L’articolo, intitolato “Le politiche attuali sulla diagnosi precoce del tumore della prostata generano sovradiagnosi e disuguaglianza con minimo beneficio”, mette in luce un ulteriore elemento a sfavore dello screening non sistematico: si alimenta la disuguaglianza sociale. La percentuale di uomini che si sottopongono all’esame del PSA è infatti più elevata tra i soggetti più benestanti e con un livello di istruzione più alto.
Troppi e troppo anziani
Dove lo screening si basa sulla scelta informata si osserva una distribuzione inappropriata per fascia di età. Nel Regno Unito, gli uomini di 80-89 anni hanno il doppio di probabilità di sottoporsi al test del PSA rispetto ai cinquantenni. In Francia, quasi un uomo su tre, superati i 40 anni, si sottopone al test ogni anno, con le percentuali più alte registrate tra i soggetti con più di 70 anni. Anche in Italia e Germania sono moltissimi gli uomini che effettuano il test e più di uno su due superati i 70 anni lo fa con cadenza annuale; in Italia, circa il 75% degli uomini over 50 si è sottoposto al test del PSA almeno una volta. Il record spetta comunque all’Irlanda: in un Paese in cui la popolazione eleggibile per età è pari a 600.000 soggetti, ogni anno si effettuano 500.000 test del PSA!
“Un problema fondamentale è che di routine (e nonostante le linee guida vadano in senso opposto) la maggior parte degli uomini con un risultato del test anomalo viene sottoposto a biopsia, anche se solo una minoranza di loro avrà un carcinoma prostatico aggressivo – puntualizzano gli autori dell’analisi – Inoltre, la maggior parte degli uomini a cui dopo la biopsia è diagnosticato un tumore viene sottoposto a chirurgia o radioterapia (con o senza terapia di deprivazione androgenica) sebbene abbia un tumore a basso rischio che poco probabilmente causerebbe morbilità o mortalità”. Il sovratrattamento al contrario espone questi pazienti a numerosi effetti collaterali, come fatigue, perdita della libido e disfunzione erettile, urinaria e intestinale.

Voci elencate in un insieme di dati
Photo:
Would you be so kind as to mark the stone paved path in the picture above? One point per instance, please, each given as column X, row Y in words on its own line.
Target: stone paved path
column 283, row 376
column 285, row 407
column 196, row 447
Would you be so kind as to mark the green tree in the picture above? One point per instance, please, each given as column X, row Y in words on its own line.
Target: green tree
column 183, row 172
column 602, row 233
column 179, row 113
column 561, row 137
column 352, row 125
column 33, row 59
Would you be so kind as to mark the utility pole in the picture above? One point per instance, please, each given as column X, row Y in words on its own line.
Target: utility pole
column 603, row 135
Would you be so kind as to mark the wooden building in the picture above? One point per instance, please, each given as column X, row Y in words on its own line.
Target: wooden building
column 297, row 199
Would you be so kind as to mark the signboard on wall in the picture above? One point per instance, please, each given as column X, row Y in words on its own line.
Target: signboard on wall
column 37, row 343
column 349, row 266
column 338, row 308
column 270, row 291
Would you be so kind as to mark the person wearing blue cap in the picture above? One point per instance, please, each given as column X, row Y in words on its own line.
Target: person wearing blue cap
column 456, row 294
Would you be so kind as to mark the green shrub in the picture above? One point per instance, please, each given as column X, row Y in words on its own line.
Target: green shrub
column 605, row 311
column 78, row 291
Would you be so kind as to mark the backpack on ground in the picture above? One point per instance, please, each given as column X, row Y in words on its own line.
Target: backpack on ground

> _Completa quanto segue_:
1) Riproduci fedelmente il passo del brano sul test del PSA che va da "Troppi e troppo" fino a "test del PSA!" compreso.
2) Nel brano sul test del PSA, quanti test del PSA si effettuano ogni anno in Irlanda?
3) Per favore, riassumi in due frasi il brano sul test del PSA.

> _Soluzioni in ordine_:
1)
Troppi e troppo anziani
Dove lo screening si basa sulla scelta informata si osserva una distribuzione inappropriata per fascia di età. Nel Regno Unito, gli uomini di 80-89 anni hanno il doppio di probabilità di sottoporsi al test del PSA rispetto ai cinquantenni. In Francia, quasi un uomo su tre, superati i 40 anni, si sottopone al test ogni anno, con le percentuali più alte registrate tra i soggetti con più di 70 anni. Anche in Italia e Germania sono moltissimi gli uomini che effettuano il test e più di uno su due superati i 70 anni lo fa con cadenza annuale; in Italia, circa il 75% degli uomini over 50 si è sottoposto al test del PSA almeno una volta. Il record spetta comunque all’Irlanda: in un Paese in cui la popolazione eleggibile per età è pari a 600.000 soggetti, ogni anno si effettuano 500.000 test del PSA!

2) Ogni anno in Irlanda si effettuano 500.000 test del PSA.

3) Lo screening non sistematico con il test del PSA alimenta la disuguaglianza sociale, perché vi si sottopongono di più gli uomini benestanti e istruiti, e in diversi Paesi il test è molto diffuso anche tra gli uomini più anziani. Inoltre la maggior parte degli uomini con un risultato anomalo viene sottoposta a biopsia e, in caso di tumore anche a basso rischio, a chirurgia o radioterapia, con effetti collaterali come fatigue, perdita della libido e disfunzione erettile, urinaria e intestinale.